*Texte présenté*
Étape par étape : comment construire un écosystème hydrogène viable

14/11/2022

Le monde parie sur l'hydrogène. Le plus simple des éléments est de plus en plus considéré comme une solution majeure au changement climatique. Cependant, le monde n'est qu'au début d'une "économie de l'hydrogène" potentielle et l'Asie possède un véritable potentiel.

Le monde parie sur l'hydrogène. Le plus simple des éléments est de plus en plus considéré comme une solution majeure au changement climatique. Les analystes de Wood Mackenzie suivent près de 800 projets d'hydrogène bas carbone avec un potentiel de plus de 300 Gigawatts de capacité d'électrolyseur, un nombre de projets qui a triplé depuis le printemps 2021. L'Agence internationale de l'énergie, quant à elle, compte près de 1 000 projets de ce type dans sa propre base de données et affirme qu'il n'y a toujours pas assez d'investissements pour répondre à la demande prévue.

L’enthousiasme est justifié. Produire l'hydrogène vert par électrolyse de l'eau alimenté par les énergies renouvelables est une technologie simple qui a fait ses preuves et qui, surtout, ne produit pas de dioxyde de carbone ni d'autres émissions de gaz à effet de serre. Son alternative, l’hydrogène bleu, est dérivé du gaz naturel et est également essentiellement exempt de CO2 avec 95% des émissions capturées à la source. Et il y a d'autres variantes propres et colorées, comme l'hydrogène turquoise, qui utilise un procédé chimique établi ; et l'hydrogène rose, où l'électrolyse est alimentée par un réacteur nucléaire.

*Données brutes*
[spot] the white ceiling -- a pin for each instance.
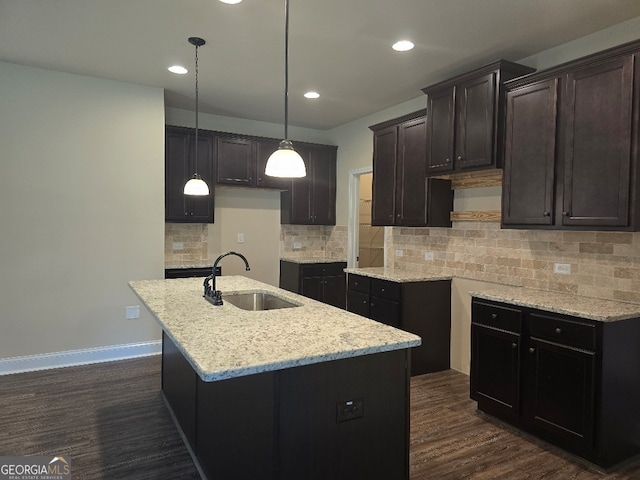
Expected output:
(341, 48)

*Consigne*
Recopiez le passage du texte sur l'hydrogène qui commence par « Étape par étape » et se poursuit jusqu'à « un véritable potentiel. ». Appuyez-vous uniquement sur le texte sur l'hydrogène.

*Exercice réalisé*
Étape par étape : comment construire un écosystème hydrogène viable

14/11/2022

Le monde parie sur l'hydrogène. Le plus simple des éléments est de plus en plus considéré comme une solution majeure au changement climatique. Cependant, le monde n'est qu'au début d'une "économie de l'hydrogène" potentielle et l'Asie possède un véritable potentiel.